Raw records:
····················

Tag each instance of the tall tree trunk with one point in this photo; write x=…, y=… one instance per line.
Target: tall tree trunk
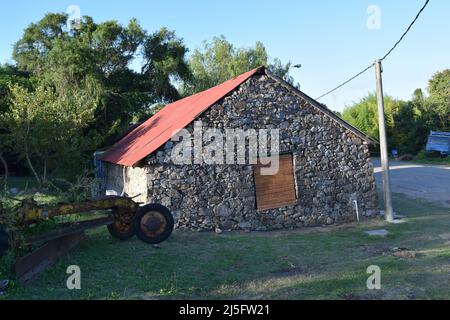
x=30, y=165
x=5, y=166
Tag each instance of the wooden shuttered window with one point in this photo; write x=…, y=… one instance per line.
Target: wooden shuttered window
x=276, y=191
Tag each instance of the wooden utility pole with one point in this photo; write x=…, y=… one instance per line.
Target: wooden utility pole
x=388, y=211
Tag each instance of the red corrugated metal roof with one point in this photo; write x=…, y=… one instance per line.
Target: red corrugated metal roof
x=160, y=128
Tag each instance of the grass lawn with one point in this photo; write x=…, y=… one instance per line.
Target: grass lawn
x=317, y=263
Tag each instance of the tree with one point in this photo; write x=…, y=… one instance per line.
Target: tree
x=219, y=61
x=63, y=58
x=45, y=128
x=439, y=100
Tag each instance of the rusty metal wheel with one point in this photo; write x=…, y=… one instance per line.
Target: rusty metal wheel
x=153, y=223
x=4, y=243
x=121, y=229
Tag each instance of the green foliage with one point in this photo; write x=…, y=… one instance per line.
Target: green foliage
x=220, y=61
x=46, y=129
x=103, y=52
x=408, y=123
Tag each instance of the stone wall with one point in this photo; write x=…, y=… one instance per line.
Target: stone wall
x=332, y=167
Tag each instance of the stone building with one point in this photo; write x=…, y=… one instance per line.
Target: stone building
x=324, y=163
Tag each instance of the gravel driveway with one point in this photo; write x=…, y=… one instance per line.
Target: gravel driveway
x=430, y=182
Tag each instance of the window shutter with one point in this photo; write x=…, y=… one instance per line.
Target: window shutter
x=275, y=191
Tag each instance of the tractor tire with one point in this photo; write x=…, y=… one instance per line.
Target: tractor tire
x=120, y=233
x=4, y=243
x=153, y=223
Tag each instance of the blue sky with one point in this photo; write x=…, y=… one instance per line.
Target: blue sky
x=329, y=38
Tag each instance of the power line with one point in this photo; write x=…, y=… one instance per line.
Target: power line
x=384, y=57
x=344, y=83
x=407, y=30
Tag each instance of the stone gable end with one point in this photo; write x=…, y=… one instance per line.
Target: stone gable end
x=332, y=167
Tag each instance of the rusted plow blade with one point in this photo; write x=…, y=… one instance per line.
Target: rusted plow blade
x=56, y=244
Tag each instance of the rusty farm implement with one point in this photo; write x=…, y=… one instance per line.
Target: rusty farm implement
x=124, y=218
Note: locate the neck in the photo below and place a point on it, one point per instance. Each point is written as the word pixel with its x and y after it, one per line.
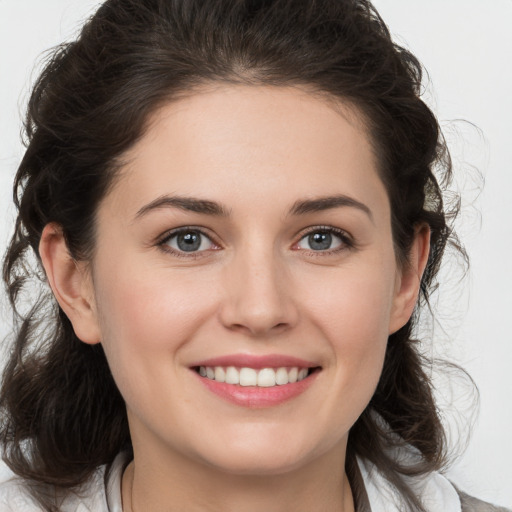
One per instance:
pixel 157 484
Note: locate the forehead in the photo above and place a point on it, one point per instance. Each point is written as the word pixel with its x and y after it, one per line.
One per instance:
pixel 240 143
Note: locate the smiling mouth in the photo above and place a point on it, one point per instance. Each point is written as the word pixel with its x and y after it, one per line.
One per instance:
pixel 264 377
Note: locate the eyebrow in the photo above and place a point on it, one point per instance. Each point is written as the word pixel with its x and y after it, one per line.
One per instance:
pixel 190 204
pixel 207 207
pixel 327 203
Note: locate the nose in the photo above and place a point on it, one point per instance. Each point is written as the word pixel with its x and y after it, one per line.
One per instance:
pixel 258 298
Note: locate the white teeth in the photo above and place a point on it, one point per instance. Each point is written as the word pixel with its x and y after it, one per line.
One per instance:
pixel 232 375
pixel 220 374
pixel 281 376
pixel 266 377
pixel 248 377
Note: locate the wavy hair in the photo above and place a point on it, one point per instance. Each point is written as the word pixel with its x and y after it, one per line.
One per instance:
pixel 62 414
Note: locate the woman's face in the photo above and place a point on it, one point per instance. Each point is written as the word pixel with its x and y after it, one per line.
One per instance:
pixel 248 230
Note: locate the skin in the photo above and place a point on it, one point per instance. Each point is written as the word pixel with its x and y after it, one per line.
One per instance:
pixel 258 287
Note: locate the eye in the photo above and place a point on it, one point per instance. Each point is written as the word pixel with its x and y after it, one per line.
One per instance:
pixel 188 240
pixel 324 239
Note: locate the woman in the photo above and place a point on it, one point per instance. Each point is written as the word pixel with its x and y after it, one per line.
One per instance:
pixel 235 208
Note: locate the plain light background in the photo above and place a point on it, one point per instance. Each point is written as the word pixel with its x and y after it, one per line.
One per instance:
pixel 466 46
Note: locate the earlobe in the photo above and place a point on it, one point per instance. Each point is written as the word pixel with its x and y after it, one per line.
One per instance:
pixel 70 283
pixel 409 280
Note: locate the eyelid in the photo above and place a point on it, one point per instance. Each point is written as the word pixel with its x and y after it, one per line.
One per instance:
pixel 347 240
pixel 162 241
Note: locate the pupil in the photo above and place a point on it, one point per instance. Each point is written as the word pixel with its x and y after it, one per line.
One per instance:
pixel 190 241
pixel 320 241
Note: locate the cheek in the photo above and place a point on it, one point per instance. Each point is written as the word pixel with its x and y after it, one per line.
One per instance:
pixel 144 321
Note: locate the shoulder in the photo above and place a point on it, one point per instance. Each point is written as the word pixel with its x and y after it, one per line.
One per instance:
pixel 471 504
pixel 101 493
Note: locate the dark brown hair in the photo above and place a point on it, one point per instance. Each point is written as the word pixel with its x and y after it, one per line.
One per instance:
pixel 62 415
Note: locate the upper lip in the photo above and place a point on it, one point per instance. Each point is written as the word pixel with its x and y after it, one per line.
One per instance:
pixel 256 361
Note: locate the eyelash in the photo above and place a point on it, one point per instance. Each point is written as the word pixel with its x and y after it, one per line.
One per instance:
pixel 163 242
pixel 347 243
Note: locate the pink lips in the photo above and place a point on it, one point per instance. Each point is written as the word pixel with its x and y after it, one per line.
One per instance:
pixel 256 362
pixel 254 396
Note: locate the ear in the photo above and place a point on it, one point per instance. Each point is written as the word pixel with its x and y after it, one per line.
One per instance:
pixel 70 282
pixel 409 280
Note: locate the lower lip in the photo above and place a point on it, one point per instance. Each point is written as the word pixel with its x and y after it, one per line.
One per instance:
pixel 258 397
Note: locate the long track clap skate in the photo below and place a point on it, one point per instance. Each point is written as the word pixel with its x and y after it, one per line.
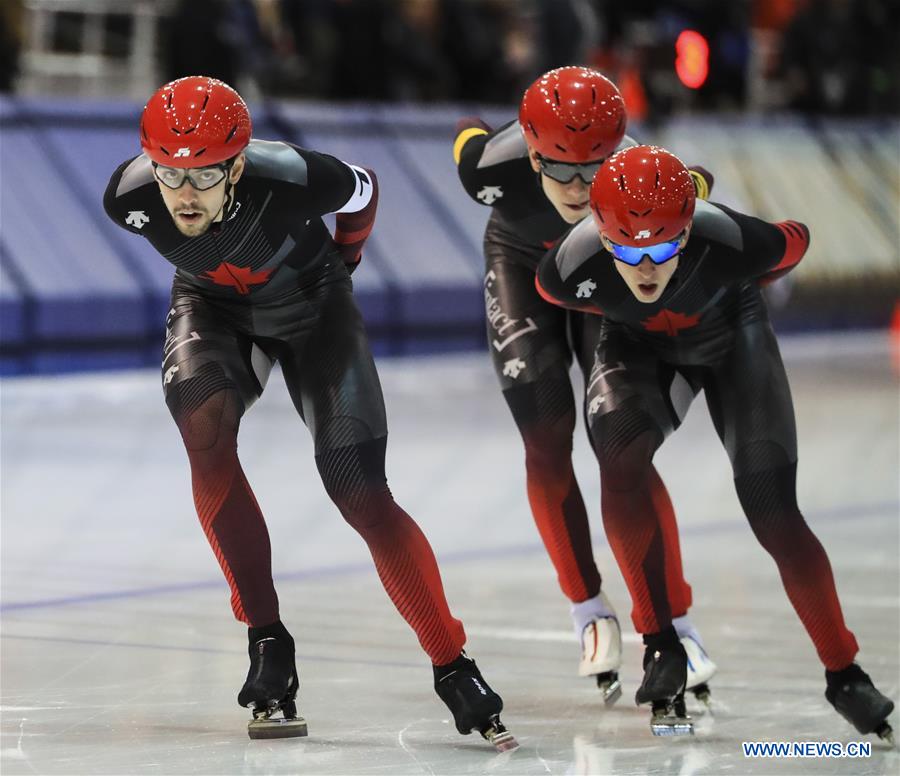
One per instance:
pixel 474 705
pixel 700 669
pixel 665 676
pixel 271 688
pixel 601 656
pixel 856 699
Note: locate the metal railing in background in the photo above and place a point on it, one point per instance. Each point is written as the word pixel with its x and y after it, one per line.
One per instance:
pixel 91 48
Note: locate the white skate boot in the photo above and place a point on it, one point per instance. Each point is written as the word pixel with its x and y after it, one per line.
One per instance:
pixel 700 668
pixel 598 629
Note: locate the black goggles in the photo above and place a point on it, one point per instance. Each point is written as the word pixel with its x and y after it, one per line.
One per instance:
pixel 201 178
pixel 564 172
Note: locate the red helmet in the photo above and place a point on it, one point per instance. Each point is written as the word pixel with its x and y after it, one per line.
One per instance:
pixel 642 196
pixel 573 114
pixel 194 122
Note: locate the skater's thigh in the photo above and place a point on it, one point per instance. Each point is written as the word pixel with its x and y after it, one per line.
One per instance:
pixel 331 375
pixel 205 353
pixel 750 402
pixel 630 386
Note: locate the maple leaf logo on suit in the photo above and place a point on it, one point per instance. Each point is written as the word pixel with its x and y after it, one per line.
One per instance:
pixel 239 278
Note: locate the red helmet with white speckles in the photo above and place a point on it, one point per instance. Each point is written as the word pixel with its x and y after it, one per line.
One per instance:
pixel 194 122
pixel 573 115
pixel 642 195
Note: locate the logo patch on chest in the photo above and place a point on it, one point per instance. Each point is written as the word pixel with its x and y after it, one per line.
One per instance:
pixel 239 278
pixel 670 322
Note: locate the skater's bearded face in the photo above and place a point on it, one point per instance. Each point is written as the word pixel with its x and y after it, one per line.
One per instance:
pixel 193 206
pixel 647 280
pixel 572 200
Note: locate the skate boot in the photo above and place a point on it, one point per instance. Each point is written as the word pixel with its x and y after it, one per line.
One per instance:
pixel 601 645
pixel 700 668
pixel 475 706
pixel 272 684
pixel 855 698
pixel 665 676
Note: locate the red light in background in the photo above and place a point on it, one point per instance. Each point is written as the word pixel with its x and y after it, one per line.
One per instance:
pixel 691 58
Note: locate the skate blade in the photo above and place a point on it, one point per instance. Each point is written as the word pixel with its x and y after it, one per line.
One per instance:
pixel 610 687
pixel 266 727
pixel 670 725
pixel 702 693
pixel 886 733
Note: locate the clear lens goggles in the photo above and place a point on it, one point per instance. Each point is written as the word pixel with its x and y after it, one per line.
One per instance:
pixel 563 172
pixel 659 253
pixel 201 178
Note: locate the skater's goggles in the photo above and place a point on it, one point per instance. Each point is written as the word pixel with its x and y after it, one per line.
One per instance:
pixel 201 178
pixel 565 172
pixel 659 253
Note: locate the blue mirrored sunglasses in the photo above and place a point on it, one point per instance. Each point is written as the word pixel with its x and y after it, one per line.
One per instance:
pixel 659 253
pixel 565 172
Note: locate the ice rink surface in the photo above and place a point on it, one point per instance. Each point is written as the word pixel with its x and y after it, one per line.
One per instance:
pixel 120 655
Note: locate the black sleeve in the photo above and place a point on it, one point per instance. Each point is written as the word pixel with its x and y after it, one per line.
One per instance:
pixel 111 203
pixel 766 248
pixel 571 294
pixel 472 178
pixel 330 181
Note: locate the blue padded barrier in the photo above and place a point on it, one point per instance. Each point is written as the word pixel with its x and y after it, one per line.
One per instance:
pixel 78 292
pixel 12 306
pixel 81 287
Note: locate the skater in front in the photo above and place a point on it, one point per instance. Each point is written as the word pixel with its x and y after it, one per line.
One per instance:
pixel 259 278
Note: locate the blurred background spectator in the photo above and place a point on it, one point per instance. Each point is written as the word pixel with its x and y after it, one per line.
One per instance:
pixel 814 56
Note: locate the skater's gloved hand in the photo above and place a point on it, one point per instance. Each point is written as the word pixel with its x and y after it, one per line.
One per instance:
pixel 467 128
pixel 471 122
pixel 703 180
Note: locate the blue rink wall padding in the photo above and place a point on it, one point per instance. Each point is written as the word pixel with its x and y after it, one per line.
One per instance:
pixel 78 292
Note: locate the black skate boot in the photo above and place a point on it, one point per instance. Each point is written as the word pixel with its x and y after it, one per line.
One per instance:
pixel 665 677
pixel 855 698
pixel 272 684
pixel 474 704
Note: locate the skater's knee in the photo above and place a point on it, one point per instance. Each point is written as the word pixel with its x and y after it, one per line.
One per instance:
pixel 213 422
pixel 626 466
pixel 625 441
pixel 353 477
pixel 769 495
pixel 548 448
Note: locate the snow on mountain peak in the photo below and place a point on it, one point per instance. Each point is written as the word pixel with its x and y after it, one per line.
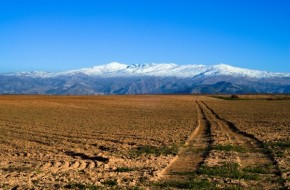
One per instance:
pixel 116 69
pixel 113 66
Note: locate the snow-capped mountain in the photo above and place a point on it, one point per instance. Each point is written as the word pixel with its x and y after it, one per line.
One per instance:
pixel 159 70
pixel 117 78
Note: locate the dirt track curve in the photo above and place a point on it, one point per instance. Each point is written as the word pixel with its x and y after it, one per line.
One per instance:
pixel 207 145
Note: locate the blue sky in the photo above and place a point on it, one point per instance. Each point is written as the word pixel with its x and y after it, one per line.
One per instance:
pixel 56 35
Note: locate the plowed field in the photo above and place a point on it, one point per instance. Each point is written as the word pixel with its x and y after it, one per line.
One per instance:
pixel 145 142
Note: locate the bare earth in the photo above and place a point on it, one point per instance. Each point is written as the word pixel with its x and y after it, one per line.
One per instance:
pixel 145 142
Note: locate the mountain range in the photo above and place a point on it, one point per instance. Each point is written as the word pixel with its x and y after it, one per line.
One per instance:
pixel 117 78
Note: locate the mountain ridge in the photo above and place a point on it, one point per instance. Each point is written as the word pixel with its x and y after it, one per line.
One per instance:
pixel 170 78
pixel 116 69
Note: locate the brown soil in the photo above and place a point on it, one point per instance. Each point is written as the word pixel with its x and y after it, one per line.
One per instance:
pixel 66 142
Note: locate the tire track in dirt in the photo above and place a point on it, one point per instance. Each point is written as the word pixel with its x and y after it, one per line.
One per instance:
pixel 193 153
pixel 255 156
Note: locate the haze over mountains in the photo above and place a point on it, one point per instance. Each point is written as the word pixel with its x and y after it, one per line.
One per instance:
pixel 117 78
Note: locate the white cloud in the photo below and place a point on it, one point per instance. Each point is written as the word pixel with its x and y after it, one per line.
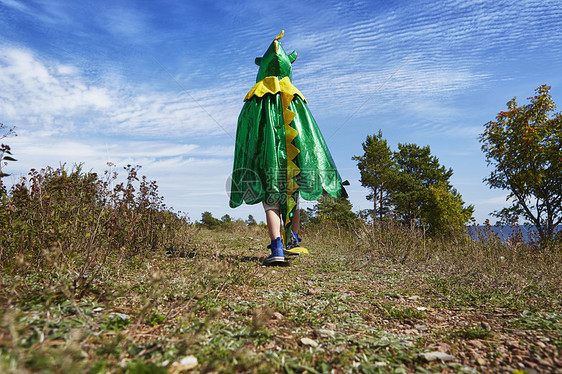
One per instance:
pixel 45 96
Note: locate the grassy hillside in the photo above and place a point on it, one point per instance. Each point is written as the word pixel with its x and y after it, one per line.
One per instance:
pixel 100 277
pixel 365 301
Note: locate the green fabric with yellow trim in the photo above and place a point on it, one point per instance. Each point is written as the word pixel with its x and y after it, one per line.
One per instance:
pixel 280 151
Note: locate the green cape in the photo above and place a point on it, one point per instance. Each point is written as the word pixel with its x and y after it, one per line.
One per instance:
pixel 280 152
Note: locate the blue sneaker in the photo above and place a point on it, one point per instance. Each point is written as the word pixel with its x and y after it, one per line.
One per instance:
pixel 293 246
pixel 276 255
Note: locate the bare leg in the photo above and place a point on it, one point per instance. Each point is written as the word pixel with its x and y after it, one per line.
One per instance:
pixel 273 223
pixel 296 220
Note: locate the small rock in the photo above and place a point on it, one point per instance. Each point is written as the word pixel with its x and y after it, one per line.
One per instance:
pixel 541 344
pixel 411 332
pixel 324 333
pixel 186 363
pixel 119 315
pixel 441 347
pixel 476 344
pixel 545 362
pixel 435 356
pixel 309 342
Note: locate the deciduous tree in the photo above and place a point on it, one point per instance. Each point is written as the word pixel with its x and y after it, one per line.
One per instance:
pixel 523 145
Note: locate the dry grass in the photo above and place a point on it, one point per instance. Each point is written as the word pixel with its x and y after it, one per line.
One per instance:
pixel 368 300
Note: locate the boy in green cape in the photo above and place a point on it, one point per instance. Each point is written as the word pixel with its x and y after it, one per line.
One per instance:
pixel 280 153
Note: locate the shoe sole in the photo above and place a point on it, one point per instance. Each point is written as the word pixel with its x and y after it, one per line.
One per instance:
pixel 274 260
pixel 296 251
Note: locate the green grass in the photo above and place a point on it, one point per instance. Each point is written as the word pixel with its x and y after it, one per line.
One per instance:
pixel 215 301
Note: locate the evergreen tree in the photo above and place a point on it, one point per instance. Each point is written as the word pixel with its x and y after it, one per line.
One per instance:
pixel 416 171
pixel 376 166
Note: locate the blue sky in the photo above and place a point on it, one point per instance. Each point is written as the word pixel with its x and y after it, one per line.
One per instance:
pixel 160 83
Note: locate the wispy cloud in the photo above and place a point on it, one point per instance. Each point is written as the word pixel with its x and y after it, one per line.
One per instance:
pixel 40 95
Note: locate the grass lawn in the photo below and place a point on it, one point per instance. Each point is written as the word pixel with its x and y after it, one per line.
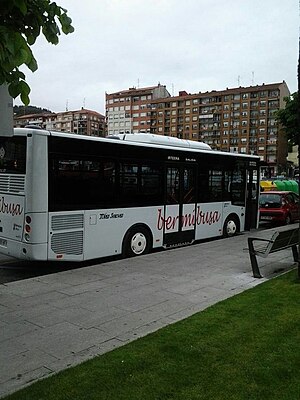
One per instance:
pixel 246 347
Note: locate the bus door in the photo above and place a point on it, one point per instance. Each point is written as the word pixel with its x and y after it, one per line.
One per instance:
pixel 252 195
pixel 180 207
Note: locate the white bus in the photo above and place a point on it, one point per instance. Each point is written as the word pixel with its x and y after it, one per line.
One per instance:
pixel 70 197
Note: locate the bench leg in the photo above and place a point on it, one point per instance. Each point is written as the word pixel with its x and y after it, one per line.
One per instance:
pixel 295 253
pixel 254 264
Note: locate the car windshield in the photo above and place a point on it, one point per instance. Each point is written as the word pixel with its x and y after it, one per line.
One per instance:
pixel 270 200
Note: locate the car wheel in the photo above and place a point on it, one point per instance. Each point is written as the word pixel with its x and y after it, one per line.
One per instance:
pixel 231 226
pixel 137 241
pixel 288 219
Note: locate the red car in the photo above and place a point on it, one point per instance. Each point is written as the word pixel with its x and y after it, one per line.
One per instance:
pixel 279 207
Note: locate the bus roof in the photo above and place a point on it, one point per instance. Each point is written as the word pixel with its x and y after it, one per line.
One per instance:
pixel 137 139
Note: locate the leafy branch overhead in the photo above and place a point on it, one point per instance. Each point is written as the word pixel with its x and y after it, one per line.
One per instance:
pixel 21 22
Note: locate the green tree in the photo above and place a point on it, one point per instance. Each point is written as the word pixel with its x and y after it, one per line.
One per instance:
pixel 21 22
pixel 288 117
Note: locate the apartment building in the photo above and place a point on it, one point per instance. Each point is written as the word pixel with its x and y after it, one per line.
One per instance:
pixel 129 111
pixel 82 122
pixel 42 120
pixel 239 119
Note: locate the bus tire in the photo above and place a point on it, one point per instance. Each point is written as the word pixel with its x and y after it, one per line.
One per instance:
pixel 231 226
pixel 137 241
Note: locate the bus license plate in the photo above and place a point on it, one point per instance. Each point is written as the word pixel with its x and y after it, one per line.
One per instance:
pixel 3 242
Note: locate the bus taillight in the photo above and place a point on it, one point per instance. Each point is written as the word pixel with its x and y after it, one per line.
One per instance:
pixel 27 227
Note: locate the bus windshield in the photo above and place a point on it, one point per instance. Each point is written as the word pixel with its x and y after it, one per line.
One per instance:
pixel 13 155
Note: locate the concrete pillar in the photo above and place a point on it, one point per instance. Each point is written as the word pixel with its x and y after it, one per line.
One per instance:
pixel 6 112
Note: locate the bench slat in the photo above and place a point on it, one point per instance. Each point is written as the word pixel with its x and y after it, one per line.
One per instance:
pixel 280 240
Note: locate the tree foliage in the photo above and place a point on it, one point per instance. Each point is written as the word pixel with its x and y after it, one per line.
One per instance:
pixel 26 110
pixel 289 118
pixel 21 22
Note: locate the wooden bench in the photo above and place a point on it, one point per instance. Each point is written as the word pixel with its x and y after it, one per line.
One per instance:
pixel 281 239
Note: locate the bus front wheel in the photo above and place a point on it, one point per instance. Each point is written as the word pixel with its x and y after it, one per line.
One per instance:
pixel 231 226
pixel 137 241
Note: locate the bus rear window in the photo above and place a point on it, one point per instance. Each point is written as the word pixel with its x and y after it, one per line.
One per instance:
pixel 13 155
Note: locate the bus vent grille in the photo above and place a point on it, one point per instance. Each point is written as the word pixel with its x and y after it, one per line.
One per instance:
pixel 12 183
pixel 67 243
pixel 71 221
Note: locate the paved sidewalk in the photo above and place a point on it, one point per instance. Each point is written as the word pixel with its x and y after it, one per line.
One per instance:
pixel 55 321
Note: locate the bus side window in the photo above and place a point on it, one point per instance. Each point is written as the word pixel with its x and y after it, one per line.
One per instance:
pixel 172 185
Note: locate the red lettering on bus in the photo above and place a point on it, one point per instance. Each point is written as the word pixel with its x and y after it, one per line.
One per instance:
pixel 200 217
pixel 10 208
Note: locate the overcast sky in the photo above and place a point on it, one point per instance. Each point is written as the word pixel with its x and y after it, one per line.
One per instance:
pixel 192 45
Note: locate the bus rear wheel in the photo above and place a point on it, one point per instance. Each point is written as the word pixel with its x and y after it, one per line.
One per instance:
pixel 137 242
pixel 231 226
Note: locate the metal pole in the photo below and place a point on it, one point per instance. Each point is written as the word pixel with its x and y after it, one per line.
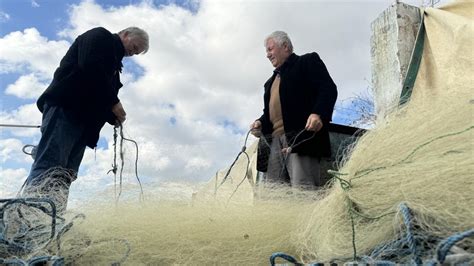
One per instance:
pixel 25 126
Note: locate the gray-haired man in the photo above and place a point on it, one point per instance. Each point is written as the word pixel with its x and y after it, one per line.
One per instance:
pixel 299 100
pixel 81 98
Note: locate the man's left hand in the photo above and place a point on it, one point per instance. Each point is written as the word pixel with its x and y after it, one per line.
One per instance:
pixel 314 123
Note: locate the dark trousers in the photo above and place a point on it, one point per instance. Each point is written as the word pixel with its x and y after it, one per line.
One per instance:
pixel 62 145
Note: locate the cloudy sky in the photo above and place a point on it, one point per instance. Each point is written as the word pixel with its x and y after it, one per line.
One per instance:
pixel 191 98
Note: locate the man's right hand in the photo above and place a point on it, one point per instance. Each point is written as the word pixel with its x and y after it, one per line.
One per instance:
pixel 119 112
pixel 256 128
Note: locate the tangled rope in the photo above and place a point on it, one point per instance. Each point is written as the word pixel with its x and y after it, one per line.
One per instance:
pixel 122 162
pixel 242 151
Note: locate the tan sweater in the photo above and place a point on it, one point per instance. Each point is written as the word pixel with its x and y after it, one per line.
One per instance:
pixel 275 108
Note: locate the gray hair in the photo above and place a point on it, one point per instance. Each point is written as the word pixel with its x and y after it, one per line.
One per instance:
pixel 281 38
pixel 139 34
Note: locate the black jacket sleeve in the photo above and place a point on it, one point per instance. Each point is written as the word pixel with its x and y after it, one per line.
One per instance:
pixel 327 91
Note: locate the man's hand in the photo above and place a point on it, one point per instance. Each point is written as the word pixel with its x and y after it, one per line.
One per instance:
pixel 119 112
pixel 256 128
pixel 314 123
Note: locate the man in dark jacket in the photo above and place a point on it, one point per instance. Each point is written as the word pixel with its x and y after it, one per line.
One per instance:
pixel 81 98
pixel 299 100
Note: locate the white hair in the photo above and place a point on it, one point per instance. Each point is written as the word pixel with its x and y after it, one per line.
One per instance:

····················

__EXERCISE GOAL__.
Rewrite the lines of the data from the one containing "Note: locate the blurred" through the one containing "pixel 474 704", substituting "blue rink barrier padding" for "blue rink wall padding" and leaving everything else unchanged.

__THE RESPONSE__.
Note: locate the blurred background spectator in the photo above and place a point on it, one point per instance. Each point is written as the word pixel with its x and y after it, one per line.
One per instance:
pixel 814 56
Note: locate the skater's gloved hand in the photo above and place a point on it, one point per instance. Each point is written as the word pixel with its x and y after it, one per line.
One per instance:
pixel 467 128
pixel 471 122
pixel 703 180
Note: locate the blue rink barrier padding in the photo above and place a point on it, one point per instance. Each point is written as the word pixel with its x and y after it, one per line.
One per instance:
pixel 78 292
Note: locate the black skate boot in the photo above and place a point on it, one point per instance. Each point is written as the word pixel with its x and y after it, one per line.
One per instance:
pixel 665 677
pixel 855 698
pixel 272 684
pixel 474 704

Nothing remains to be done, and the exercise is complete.